[Saved data entries]
· · ·

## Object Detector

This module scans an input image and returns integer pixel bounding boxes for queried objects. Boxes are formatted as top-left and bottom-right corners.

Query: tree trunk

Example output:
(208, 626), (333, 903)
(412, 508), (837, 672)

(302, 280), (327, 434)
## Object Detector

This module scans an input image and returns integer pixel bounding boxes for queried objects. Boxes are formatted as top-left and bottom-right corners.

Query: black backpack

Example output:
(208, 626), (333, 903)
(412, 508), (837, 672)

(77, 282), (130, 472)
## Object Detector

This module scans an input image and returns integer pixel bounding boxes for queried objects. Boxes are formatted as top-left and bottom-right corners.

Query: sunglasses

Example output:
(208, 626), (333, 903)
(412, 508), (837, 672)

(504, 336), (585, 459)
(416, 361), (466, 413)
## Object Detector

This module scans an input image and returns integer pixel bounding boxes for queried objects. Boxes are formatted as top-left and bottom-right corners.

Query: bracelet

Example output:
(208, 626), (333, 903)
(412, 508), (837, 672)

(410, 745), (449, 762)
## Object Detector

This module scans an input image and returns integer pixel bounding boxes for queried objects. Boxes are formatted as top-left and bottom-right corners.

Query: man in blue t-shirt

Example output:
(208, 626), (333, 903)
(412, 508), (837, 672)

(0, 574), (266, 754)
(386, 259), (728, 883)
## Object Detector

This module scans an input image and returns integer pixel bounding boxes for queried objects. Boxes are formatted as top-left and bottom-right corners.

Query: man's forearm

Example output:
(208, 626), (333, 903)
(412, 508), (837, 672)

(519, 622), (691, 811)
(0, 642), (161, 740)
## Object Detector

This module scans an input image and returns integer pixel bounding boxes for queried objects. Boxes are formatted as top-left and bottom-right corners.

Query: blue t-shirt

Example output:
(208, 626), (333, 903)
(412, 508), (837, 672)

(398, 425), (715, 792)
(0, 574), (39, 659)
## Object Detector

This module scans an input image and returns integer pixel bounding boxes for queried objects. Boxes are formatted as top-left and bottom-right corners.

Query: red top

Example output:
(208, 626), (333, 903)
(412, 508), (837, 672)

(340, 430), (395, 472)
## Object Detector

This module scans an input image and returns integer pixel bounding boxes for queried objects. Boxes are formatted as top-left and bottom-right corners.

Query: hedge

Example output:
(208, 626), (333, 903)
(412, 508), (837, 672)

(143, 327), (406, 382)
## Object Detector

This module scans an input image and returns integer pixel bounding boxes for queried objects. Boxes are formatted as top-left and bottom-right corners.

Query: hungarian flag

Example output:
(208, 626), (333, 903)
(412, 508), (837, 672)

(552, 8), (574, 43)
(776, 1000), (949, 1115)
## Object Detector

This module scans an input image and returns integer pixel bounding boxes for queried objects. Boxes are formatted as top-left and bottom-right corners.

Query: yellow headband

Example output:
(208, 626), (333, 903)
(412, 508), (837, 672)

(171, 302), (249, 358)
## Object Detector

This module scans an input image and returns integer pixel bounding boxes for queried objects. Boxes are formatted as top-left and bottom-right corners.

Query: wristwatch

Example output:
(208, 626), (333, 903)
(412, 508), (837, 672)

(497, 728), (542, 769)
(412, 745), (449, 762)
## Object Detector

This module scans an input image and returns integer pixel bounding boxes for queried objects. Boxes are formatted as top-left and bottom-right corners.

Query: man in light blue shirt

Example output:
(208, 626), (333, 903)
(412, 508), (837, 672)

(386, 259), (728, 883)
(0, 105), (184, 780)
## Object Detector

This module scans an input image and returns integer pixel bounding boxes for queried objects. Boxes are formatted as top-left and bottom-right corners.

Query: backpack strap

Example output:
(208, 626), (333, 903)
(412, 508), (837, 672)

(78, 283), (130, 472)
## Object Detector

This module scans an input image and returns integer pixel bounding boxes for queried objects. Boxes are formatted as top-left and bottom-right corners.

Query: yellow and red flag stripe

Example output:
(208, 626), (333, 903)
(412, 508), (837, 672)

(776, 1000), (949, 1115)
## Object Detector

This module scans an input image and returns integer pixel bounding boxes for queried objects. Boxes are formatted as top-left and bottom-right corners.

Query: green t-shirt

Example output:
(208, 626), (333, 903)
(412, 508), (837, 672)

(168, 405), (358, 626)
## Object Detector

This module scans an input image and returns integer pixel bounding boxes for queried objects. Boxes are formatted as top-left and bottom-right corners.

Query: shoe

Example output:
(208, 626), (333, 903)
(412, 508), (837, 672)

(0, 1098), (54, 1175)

· · ·

**Exercise details**
Copy the material word for word, from its very first line down to the line that contains "(0, 642), (161, 740)", including both of those lines.

**Result**
## Object Detector

This module scans an input image and returns integer pixel bounding boxes for queried objects. Boxes are formatted as top-left and bottom-right corners.

Query: tree trunk

Example output:
(208, 626), (333, 903)
(412, 508), (837, 672)

(302, 280), (327, 434)
## Object Detector

This module scans an input image and returns integer pixel bounding boxes for queried objects. Boxes are formatted as top-left and bottom-right corners.

Query: black backpack

Example output:
(208, 626), (333, 903)
(412, 508), (837, 672)

(77, 282), (130, 472)
## Object Detector

This module scans an input image and returns integer pixel bounding boxes for queried objects. Boxes are formatted as top-left and bottom-right corners.

Query: sunglasses

Example output:
(208, 626), (333, 903)
(412, 508), (837, 672)

(504, 336), (585, 459)
(416, 361), (466, 413)
## Object Detector

This module scans an input image and returns integer pixel bounding boxes for queried objects. Boxes are formatted as top-left and bottom-right corners.

Query: bracelet

Example output:
(208, 626), (333, 903)
(412, 508), (837, 672)

(410, 745), (449, 762)
## Object Detector

This module scans an input image and returns integer pixel bounding boxes for queried objects. Boxes are formatted as top-left and bottom-right corners.

Query: man in blue t-shirt

Example output:
(208, 626), (333, 903)
(412, 508), (837, 672)

(0, 574), (266, 754)
(386, 259), (728, 883)
## Object Detector

This module scans an input image and returns integer pixel bounding boxes for queried objects. Boxes are formatted as top-left and bottom-right corners.

Query: man's forearm

Example output:
(208, 626), (333, 903)
(412, 508), (837, 672)

(519, 622), (691, 811)
(0, 642), (161, 740)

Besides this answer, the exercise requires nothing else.